Requirements:
Continue the article on unconscious bias from the point where it stops.

Text:
-*-*-

11 April 2024 | Dr Jo Kandola

What is unconscious bias?

Unconscious bias is possibly the most misunderstood of all the biases, but tackling it is key to ensuring better decision-making, more successful hiring and fairer treatment of under-represented groups.

Imagine a river flowing through the countryside. The course of the water is influenced by the things we can see – like the curve of the banks, the reeds growing at the sides or the islands in the middle – but it’s also affected by unseen currents and the contours of the riverbed that lies beneath. This is very much how our minds operate. As well as the things we’re consciously aware of that steer our decisions and behaviour, there are other unseen factors exerting a powerful influence over us that we’re completely unaware of. These ‘below the surface’ things are our unconscious biases.

Bias is essentially how our brains streamline our thinking so that we can make sense of the world around us. It’s impossible for us to process all of the information that we receive, so our brains categorise things into neat packages to help us make sense of things quickly. These categorisations are driven by learning how things are associated with each other in our environment.

For example, through exposure to a cow we would learn to associate certain things with cows, such as milk, grass, or the colours black and white. While these mental shortcuts are helpful in enabling our brains to conserve energy and process things quickly, they also lie at the root of much of our bad decision-making and unfair treatment of other people.

The science of bias

Our brains use two different types of processing: System 1 and System 2 (Kahneman & Frederick 2002; Stanovich 1999).

System 1 thinking occurs almost effortlessly and allows us to quickly assess and react to the world around us. System 1 thinking is associative, meaning that it connects ideas, concepts, and memories instead of trying to interpret every experience from scratch, and it activates categories that simplify and structure the information we receive. This can be an advantage, such as enabling us to spot and react quickly to danger, but it can also lead us to jump to conclusions about people or situations without us being aware of it – and this is the source of our unconscious bias.

System 2 thinking is slower than System 1. It’s conscious and logical and kicks in when we’re doing things such as analysing information, solving problems or making mathematical calculations – but our System 1 thinking can still come into play. When it comes to making decisions under pressure, for example, research (Bodenhausen et al., 1999; Wilson et al., 2000) shows that our ability to engage in System 2 processing is considerably reduced – opening the way for biases to creep in. Even when we think that we are being rational and objective, our System 1 beliefs and biases can still affect many of the decisions we make. Understanding how these two systems work together can lead us to a better understanding of unconscious bias and how to mitigate its impact.

Types of unconscious bias

There are several types of unconscious bias and they can often overlap with each other. Some of the most common are:

Affinity bias, or similar-to-me bias, where we prefer people who are like us in some way or with whom we feel some kind of connection.

-*-*-

Record extracts:
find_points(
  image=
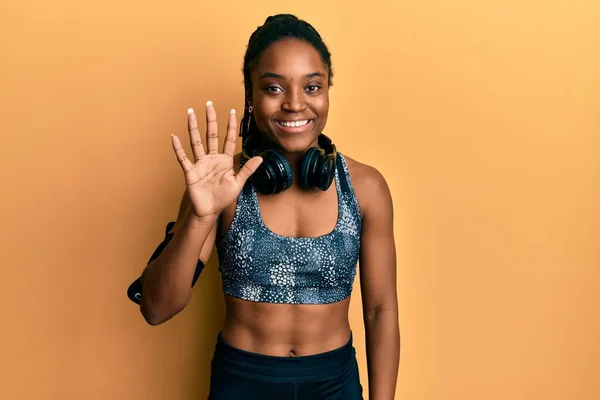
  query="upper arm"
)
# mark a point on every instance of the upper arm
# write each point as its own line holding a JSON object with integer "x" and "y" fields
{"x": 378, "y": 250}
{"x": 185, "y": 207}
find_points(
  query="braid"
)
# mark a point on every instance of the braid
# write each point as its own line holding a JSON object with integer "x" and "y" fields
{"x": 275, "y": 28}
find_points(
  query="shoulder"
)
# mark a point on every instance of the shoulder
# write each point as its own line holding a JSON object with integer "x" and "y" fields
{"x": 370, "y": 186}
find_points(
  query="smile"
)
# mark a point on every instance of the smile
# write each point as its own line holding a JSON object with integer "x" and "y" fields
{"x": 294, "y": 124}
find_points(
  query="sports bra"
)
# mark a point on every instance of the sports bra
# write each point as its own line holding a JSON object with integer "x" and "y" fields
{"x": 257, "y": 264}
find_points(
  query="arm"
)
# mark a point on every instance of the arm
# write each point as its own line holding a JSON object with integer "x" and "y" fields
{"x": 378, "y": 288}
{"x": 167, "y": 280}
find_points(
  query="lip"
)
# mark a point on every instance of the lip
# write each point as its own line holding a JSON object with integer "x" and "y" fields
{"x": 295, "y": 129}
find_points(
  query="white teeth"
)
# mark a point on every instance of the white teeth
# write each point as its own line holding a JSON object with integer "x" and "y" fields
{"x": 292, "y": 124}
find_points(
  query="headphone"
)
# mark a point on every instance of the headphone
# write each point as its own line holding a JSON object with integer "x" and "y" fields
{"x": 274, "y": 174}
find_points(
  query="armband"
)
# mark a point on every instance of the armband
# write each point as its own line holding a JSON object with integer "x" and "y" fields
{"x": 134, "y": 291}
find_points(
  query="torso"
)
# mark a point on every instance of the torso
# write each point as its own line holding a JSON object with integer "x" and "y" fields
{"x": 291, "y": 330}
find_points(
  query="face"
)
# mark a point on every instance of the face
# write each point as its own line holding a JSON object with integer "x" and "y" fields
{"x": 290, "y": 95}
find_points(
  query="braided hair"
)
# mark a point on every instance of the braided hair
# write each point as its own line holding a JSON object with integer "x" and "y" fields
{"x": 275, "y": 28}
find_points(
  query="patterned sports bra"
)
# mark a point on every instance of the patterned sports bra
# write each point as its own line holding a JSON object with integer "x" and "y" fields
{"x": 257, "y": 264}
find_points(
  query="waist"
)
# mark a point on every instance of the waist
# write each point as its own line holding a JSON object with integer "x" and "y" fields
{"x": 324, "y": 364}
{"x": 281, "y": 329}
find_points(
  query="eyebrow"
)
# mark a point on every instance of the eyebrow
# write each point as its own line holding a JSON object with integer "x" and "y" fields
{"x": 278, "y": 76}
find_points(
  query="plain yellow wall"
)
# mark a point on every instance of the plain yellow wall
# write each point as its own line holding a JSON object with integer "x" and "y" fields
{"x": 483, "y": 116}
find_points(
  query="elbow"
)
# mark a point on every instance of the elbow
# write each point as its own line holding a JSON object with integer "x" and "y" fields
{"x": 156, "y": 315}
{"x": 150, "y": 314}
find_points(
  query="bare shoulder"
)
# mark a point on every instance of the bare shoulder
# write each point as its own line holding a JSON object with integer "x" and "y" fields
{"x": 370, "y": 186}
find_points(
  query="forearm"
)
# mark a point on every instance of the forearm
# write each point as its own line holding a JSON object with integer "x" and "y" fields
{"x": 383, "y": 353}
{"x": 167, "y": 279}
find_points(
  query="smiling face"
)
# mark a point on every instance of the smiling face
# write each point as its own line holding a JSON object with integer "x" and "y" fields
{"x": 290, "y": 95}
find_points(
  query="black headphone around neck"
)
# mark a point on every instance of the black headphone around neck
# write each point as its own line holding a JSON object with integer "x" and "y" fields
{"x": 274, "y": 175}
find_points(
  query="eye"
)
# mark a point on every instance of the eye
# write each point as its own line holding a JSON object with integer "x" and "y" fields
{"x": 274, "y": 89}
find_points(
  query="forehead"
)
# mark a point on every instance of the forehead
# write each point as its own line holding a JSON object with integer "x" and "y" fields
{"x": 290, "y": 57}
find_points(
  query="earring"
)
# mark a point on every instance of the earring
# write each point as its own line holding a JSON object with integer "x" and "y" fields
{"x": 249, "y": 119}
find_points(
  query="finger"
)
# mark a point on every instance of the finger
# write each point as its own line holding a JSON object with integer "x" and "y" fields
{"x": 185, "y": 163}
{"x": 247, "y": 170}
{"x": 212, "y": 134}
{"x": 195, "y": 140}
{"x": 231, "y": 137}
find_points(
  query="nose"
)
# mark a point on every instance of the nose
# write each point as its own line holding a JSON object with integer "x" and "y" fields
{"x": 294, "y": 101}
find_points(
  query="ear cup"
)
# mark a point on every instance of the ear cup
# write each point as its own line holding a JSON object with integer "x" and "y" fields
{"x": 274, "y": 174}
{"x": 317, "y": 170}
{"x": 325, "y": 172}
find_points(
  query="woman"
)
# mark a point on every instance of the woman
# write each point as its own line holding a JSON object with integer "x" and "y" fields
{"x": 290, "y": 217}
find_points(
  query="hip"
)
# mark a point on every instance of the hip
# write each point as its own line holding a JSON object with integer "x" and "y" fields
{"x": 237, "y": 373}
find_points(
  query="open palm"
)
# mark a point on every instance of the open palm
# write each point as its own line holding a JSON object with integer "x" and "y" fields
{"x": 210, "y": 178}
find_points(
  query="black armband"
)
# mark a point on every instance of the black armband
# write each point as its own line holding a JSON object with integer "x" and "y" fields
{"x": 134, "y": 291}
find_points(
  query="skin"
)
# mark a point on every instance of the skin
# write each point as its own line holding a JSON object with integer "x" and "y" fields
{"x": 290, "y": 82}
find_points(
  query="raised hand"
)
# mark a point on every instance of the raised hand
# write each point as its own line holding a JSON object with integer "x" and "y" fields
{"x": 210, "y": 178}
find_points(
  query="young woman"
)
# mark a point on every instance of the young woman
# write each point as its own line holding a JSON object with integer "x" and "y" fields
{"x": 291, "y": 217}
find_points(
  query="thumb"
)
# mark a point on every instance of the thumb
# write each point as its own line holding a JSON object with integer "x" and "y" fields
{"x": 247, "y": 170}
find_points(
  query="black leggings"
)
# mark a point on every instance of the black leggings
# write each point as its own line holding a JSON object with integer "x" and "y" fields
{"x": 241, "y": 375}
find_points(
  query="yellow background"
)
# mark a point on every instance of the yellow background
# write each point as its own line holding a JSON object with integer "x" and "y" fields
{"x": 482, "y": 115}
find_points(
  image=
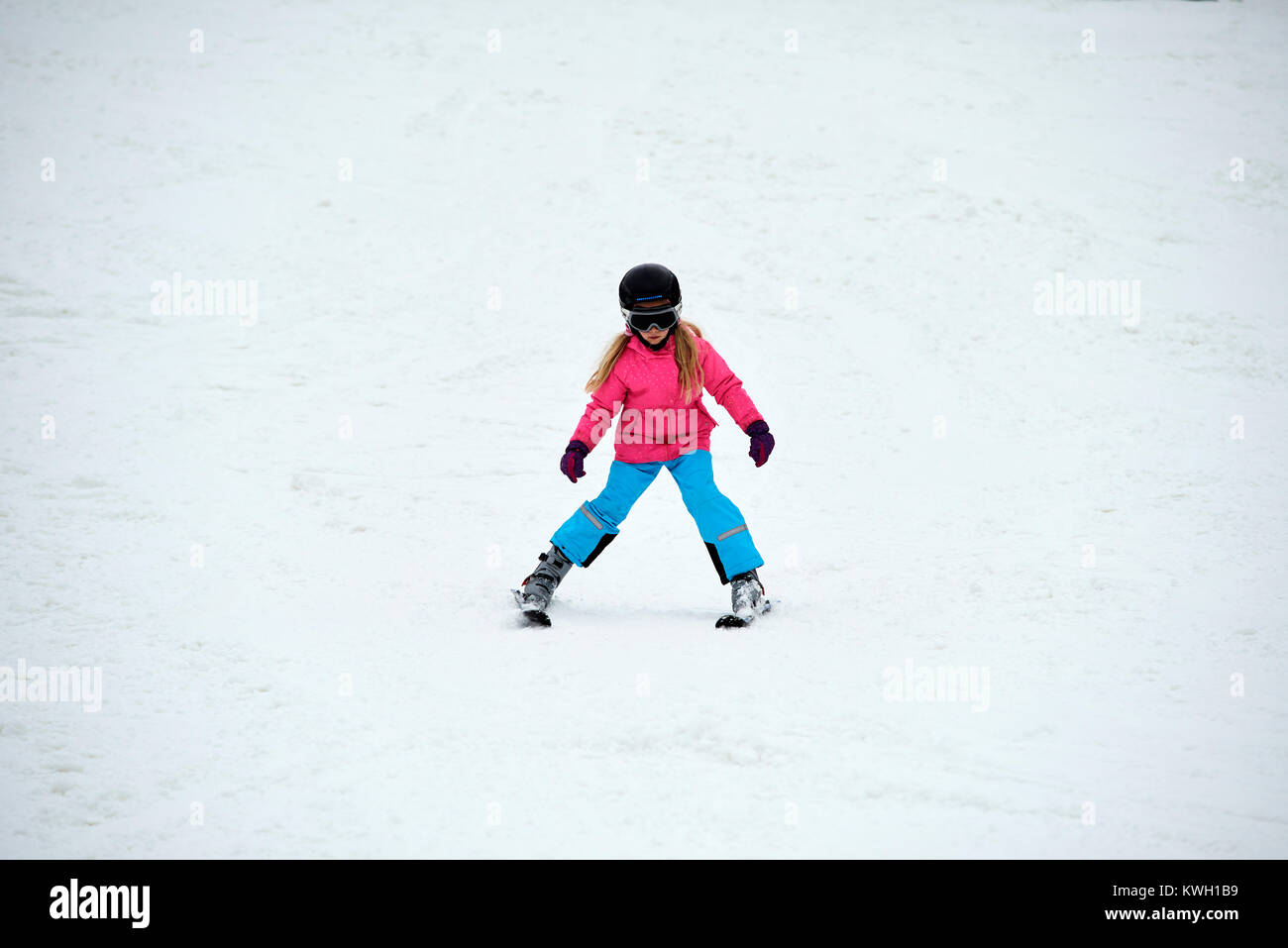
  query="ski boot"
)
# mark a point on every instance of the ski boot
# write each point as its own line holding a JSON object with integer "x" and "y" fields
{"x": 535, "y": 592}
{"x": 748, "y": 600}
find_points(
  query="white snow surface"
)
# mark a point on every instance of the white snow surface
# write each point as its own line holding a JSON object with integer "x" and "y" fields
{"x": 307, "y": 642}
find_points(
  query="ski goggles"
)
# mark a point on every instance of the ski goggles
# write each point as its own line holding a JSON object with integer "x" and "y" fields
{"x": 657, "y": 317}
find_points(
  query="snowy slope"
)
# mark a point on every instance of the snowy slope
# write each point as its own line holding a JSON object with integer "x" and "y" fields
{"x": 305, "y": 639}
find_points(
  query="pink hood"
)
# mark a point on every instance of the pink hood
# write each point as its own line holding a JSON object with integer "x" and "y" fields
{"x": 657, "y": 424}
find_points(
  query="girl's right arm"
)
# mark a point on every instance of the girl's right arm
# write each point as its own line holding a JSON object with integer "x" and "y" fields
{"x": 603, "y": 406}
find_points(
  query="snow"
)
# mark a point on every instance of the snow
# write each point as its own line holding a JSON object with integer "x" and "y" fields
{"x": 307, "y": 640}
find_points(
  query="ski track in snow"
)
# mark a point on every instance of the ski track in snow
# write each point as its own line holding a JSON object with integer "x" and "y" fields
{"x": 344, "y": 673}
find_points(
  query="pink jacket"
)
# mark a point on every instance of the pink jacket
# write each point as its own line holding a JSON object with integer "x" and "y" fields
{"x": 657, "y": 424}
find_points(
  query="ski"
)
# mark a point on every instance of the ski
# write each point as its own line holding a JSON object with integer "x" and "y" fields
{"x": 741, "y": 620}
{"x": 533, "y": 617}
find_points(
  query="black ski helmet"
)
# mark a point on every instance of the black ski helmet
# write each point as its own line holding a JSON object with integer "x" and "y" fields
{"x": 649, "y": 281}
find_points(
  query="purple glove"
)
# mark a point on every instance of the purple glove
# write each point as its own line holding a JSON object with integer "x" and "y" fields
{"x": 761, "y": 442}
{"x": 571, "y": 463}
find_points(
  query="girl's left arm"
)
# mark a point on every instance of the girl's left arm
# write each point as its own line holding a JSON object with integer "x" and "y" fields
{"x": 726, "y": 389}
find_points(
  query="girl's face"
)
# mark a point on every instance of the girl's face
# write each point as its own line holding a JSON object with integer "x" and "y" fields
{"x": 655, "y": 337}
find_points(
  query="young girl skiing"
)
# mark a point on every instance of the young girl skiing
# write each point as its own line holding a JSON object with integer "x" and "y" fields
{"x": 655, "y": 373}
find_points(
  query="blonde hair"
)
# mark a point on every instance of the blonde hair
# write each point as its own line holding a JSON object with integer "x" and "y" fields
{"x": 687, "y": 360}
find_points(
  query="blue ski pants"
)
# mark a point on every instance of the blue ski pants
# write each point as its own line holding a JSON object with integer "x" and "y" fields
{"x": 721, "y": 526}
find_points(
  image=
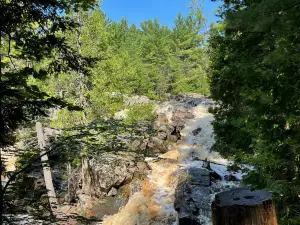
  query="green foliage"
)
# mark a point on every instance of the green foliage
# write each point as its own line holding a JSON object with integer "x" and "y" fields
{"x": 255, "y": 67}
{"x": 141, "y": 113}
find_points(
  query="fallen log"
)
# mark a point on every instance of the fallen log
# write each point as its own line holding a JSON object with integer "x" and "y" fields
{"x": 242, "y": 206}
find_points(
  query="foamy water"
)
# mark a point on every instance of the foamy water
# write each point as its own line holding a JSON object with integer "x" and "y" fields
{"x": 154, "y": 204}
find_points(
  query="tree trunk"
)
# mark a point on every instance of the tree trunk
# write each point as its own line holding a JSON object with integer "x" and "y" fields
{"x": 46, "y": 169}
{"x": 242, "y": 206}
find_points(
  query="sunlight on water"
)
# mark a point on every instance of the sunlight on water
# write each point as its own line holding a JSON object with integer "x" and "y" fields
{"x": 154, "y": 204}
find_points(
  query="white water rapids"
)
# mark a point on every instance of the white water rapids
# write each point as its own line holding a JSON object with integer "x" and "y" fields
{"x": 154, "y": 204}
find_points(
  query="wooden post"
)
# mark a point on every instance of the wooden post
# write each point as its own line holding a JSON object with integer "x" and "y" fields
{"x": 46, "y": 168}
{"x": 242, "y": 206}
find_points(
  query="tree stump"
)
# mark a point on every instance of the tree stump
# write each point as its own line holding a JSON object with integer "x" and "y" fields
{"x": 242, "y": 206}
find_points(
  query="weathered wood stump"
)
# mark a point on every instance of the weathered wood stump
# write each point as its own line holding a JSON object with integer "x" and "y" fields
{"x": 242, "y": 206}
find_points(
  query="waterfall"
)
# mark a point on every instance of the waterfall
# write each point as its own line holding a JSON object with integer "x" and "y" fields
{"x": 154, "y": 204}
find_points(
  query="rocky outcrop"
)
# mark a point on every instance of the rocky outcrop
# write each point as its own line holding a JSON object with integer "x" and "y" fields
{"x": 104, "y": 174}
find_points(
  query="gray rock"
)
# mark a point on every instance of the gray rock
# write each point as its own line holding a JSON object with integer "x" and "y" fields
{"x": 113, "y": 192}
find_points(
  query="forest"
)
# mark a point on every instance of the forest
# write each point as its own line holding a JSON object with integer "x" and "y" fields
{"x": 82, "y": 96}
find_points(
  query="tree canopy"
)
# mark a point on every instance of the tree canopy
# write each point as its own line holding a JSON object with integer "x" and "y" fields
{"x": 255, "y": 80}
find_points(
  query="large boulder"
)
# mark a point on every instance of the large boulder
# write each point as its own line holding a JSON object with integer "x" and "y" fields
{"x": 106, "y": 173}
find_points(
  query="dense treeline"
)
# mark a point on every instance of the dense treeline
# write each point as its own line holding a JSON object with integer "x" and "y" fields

-*-*-

The output:
Confirmation bias, where we favour information that confirms our existing beliefs or values while ignoring or downplaying information that contradicts them.

The halo effect which occurs when a person’s positive qualities in one area influence our overall perception of them – for example, perceiving someone to be intelligent or kind because they are physically attractive.

The horn effect, when someone’s negative qualities in one area lead to an overall negative perception of that individual.

Bias round age, gender and race where we allow stereotypes and unconscious attitudes to influence our opinions of people based on specific characteristics.

How unconscious bias affects our behaviour and decisions


As soon as we meet someone new, we’re starting to put them into a box. Researchers at Harvard have found that the two things we first notice about a person are their race and their gender. This means that whether we like it or not, from the moment we come across someone new, our brains are already starting to apply what they ‘know’ about men and women, or about groups of people from a particular ethnic background. The subconscious assumptions that we make around things like someone’s gender, race, disability, age, religion, sexuality or social background can severely cloud our judgement and prevent us from seeing that person as a unique individual – with damaging consequences.

The impact of unconscious bias in the workplace

We may be blissfully unaware of our unconscious biases, but their real-world impact can be deeply felt. Unconscious bias can lead to unfair and discriminatory outcomes in many aspects of our lives, including education, healthcare and criminal justice, and its impact in the workplace can be profound.

Unconscious bias can have a profound impact at every stage of the employee lifecycle, from the recruitment process and selection through to promotion and career advancement, training and development and identification of leadership potential, and even who exits an organisation, for example through redundancy. Left unaddressed, it can mean that organisations struggle to attract and retain talent, make bad hiring decisions, get rid of the wrong people, fail to spot risks or take advantage of business opportunities or lack the agility to adapt to a changing world.

Gender bias in the hiring process


Consider a hiring manager who’s interviewing people for a leadership position. In spite of thinking he’s being fair and objective, the hiring manager is being influenced by societal stereotypes and by his idea of what a ‘leader’ looks like, which is typically male. As a result, he may overlook highly capable female candidates in favour of less suitable male candidates.

Gender stereotypes can also play into our unconscious bias and what we think men and women are intrinsically ‘good’ at. By way of example, in spite of face-to-face auditions typically resulting in a higher proportion of men being selected for orchestras – as late as 1970, only 5% of the members of the top 5 US orchestras were women – a study of orchestral auditions showed that if candidates were invisible to the appointment panel and performing behind a screen, and with the panel forced to decide on merit only, women were selected equally.

Age bias in task allocation

Imagine a situation where younger employees are repeatedly assigned to the innovative, high-profile projects while older employees are routinely given mundane and unchallenging tasks.

Without realising it, the leader assigning tasks may be unconsciously making decisions based on stereotypes associated with age, such as that younger employees are more tech-savvy and adaptable and older employees have poor tech skills or are resistant to change. Left unchecked, this would limit opportunities for professional growth and fail to tap into the diverse skills and experience of older staff.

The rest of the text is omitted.